(WHAT YOU WILL DO): Gather every line of the items below that contains the string "table". Treat uppercase and lowercase letters as different.
--- begin ---
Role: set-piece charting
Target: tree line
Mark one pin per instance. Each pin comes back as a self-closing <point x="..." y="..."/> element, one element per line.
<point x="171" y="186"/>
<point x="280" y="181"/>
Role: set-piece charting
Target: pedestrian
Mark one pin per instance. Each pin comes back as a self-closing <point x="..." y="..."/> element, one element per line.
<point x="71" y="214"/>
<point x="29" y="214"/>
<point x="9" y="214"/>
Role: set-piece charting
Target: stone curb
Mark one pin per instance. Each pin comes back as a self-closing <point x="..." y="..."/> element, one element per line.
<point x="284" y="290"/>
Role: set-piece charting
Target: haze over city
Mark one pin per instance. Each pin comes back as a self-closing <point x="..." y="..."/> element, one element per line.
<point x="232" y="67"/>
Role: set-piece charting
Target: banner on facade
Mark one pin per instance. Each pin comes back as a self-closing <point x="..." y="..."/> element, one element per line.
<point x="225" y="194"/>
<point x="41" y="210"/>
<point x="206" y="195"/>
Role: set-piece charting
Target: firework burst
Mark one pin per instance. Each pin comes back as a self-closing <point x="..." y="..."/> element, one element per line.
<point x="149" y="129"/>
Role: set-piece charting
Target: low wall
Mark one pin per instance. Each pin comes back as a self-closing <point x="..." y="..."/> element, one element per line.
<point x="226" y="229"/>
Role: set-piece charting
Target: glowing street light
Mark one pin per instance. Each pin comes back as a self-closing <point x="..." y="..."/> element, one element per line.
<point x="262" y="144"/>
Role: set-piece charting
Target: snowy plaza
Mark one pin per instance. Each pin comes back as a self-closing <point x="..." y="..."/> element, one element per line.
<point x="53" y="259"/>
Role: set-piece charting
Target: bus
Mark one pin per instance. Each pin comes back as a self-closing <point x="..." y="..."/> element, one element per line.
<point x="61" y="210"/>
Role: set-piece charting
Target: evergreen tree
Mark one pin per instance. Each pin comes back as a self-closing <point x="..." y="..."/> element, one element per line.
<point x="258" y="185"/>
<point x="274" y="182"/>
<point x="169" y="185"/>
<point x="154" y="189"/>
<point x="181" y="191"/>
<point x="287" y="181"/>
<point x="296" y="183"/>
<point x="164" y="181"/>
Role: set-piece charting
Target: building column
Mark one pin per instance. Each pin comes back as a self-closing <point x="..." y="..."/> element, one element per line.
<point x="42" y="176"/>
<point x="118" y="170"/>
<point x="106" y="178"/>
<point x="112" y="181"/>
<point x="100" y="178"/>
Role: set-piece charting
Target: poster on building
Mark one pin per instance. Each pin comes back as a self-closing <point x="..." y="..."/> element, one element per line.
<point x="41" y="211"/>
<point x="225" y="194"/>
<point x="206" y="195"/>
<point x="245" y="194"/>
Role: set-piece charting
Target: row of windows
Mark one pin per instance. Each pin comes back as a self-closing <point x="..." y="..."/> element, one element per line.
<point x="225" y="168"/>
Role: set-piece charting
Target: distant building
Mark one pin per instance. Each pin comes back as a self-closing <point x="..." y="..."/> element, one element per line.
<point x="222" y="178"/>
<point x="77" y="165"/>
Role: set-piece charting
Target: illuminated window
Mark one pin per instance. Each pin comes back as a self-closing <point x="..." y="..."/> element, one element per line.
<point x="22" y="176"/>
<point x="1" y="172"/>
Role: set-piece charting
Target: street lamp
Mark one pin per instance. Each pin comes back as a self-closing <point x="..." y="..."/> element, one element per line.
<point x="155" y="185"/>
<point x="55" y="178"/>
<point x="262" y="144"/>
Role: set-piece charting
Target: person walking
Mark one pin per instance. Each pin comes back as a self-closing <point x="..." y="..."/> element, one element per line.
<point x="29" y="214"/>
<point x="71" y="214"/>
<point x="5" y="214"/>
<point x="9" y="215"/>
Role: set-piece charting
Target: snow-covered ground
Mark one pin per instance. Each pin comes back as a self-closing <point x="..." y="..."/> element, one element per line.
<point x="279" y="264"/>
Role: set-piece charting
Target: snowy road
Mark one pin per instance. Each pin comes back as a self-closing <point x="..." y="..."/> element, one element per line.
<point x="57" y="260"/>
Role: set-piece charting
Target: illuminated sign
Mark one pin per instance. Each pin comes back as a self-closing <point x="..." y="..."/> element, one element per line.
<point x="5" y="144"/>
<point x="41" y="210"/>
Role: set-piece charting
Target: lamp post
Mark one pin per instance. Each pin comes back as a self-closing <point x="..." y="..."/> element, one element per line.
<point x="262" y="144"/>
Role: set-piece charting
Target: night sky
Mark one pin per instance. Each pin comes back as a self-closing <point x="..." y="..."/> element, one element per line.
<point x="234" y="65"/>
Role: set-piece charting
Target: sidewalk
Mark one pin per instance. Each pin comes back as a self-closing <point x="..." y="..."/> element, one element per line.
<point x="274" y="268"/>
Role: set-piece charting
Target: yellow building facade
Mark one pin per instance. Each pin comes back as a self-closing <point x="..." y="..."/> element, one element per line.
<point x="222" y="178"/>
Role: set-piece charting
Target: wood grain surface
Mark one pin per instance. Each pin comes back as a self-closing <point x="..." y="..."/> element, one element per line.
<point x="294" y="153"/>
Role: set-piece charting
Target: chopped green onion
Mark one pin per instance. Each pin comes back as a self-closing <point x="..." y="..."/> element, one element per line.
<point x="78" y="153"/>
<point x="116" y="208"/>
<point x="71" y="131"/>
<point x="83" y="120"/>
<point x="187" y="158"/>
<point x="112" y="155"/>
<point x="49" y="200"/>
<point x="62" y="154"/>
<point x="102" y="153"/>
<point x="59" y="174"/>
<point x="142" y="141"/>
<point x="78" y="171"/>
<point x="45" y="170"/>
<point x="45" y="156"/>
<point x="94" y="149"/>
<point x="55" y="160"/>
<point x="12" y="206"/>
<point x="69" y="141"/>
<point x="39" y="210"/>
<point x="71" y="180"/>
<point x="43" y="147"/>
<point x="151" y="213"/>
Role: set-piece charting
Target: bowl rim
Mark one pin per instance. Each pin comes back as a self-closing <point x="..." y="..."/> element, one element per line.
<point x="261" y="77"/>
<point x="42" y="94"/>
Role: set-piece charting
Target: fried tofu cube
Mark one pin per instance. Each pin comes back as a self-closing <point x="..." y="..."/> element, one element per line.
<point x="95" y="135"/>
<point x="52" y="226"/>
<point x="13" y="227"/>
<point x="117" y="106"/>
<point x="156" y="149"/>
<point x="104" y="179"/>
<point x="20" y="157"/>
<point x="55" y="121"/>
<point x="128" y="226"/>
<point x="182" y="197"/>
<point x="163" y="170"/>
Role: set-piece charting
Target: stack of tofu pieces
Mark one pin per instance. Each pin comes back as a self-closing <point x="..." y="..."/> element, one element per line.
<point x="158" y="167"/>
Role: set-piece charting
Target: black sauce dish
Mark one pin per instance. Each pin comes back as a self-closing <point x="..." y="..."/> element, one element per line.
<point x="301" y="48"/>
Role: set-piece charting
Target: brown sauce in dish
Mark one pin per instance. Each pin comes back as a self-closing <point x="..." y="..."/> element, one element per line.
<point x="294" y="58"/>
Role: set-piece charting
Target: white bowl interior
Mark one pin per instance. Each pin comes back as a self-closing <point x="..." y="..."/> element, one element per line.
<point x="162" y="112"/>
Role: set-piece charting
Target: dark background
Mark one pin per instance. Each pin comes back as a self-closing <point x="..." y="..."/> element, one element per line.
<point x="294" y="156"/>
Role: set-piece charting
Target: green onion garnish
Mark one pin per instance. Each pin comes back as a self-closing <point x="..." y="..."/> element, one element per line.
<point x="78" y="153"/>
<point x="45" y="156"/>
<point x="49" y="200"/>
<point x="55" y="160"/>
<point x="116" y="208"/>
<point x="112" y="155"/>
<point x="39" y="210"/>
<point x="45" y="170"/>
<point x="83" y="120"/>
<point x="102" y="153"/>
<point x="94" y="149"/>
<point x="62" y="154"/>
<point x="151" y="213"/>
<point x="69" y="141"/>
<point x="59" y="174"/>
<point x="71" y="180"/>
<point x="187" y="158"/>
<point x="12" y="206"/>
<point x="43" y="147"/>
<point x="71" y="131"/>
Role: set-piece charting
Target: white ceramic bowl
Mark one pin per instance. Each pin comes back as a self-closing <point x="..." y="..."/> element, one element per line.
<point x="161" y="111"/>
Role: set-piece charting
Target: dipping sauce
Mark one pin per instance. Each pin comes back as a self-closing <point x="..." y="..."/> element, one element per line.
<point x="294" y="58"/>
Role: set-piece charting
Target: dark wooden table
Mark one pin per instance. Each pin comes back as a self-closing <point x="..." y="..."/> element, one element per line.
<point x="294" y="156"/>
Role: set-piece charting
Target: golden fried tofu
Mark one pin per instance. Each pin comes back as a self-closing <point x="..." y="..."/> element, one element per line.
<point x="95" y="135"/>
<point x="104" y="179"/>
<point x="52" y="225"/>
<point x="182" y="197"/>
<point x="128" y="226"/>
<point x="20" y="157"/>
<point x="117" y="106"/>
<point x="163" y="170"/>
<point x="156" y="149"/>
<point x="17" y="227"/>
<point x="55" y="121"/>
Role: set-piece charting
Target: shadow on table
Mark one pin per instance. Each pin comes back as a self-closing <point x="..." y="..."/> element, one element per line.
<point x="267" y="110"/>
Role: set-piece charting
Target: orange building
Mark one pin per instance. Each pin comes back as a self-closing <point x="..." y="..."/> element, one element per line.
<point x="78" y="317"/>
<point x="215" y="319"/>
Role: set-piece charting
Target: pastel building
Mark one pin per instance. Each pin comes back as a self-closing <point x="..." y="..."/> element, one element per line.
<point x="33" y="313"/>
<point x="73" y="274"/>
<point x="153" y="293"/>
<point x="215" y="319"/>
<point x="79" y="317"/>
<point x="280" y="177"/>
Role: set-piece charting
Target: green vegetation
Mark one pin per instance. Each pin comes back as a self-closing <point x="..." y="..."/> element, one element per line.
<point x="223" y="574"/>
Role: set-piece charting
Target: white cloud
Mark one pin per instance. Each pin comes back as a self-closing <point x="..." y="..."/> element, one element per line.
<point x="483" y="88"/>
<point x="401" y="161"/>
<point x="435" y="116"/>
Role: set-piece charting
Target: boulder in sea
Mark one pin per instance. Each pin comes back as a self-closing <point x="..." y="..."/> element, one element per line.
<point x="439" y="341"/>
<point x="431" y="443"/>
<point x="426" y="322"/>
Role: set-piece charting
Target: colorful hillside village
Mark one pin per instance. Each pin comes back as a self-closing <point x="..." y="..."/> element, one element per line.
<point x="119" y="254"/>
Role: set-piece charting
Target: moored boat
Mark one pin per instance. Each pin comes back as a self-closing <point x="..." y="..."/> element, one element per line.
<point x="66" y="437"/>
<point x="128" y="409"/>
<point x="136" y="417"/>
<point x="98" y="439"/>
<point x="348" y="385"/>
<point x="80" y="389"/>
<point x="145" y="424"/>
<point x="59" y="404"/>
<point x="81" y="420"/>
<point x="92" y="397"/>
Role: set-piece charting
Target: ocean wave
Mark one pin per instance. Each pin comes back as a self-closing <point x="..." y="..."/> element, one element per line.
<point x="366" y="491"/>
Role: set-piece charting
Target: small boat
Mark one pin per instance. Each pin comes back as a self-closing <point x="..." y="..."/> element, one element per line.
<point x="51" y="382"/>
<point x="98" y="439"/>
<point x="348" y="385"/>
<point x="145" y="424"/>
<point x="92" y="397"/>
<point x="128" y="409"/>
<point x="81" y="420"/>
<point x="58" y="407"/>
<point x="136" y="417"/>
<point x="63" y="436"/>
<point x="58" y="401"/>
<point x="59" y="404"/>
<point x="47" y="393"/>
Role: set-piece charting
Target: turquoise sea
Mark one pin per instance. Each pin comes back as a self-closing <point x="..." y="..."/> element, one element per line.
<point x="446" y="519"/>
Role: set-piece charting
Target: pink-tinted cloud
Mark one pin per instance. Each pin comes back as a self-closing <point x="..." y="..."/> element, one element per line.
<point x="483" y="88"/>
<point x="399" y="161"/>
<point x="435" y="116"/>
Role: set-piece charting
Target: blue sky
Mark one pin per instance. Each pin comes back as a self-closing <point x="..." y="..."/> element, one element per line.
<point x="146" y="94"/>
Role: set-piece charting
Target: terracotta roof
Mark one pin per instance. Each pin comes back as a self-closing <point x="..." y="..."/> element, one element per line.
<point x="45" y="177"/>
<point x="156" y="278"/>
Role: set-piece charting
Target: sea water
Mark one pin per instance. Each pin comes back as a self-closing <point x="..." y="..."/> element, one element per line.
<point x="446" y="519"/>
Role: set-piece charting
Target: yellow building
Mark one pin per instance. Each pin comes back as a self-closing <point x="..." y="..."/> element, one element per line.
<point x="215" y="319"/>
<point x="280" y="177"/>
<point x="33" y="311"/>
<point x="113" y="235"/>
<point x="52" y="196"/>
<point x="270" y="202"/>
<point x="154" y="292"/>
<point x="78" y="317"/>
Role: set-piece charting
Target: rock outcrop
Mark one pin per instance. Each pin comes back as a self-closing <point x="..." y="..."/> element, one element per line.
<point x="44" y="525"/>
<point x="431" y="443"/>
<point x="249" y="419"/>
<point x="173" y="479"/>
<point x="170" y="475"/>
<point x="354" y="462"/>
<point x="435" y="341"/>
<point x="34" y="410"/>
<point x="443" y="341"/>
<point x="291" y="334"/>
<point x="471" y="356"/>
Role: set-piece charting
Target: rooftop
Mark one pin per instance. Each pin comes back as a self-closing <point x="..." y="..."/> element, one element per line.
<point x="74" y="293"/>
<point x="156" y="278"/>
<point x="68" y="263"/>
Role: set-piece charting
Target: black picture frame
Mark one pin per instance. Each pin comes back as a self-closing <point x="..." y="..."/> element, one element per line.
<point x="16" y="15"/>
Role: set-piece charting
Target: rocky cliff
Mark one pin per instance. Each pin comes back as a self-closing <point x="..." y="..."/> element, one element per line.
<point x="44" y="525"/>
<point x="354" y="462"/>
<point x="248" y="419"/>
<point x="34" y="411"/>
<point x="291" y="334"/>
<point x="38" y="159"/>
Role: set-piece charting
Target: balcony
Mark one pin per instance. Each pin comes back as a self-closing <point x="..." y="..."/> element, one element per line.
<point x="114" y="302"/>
--- end ---
(TASK ANSWER):
Target: dark wooden table
Target: shadow on table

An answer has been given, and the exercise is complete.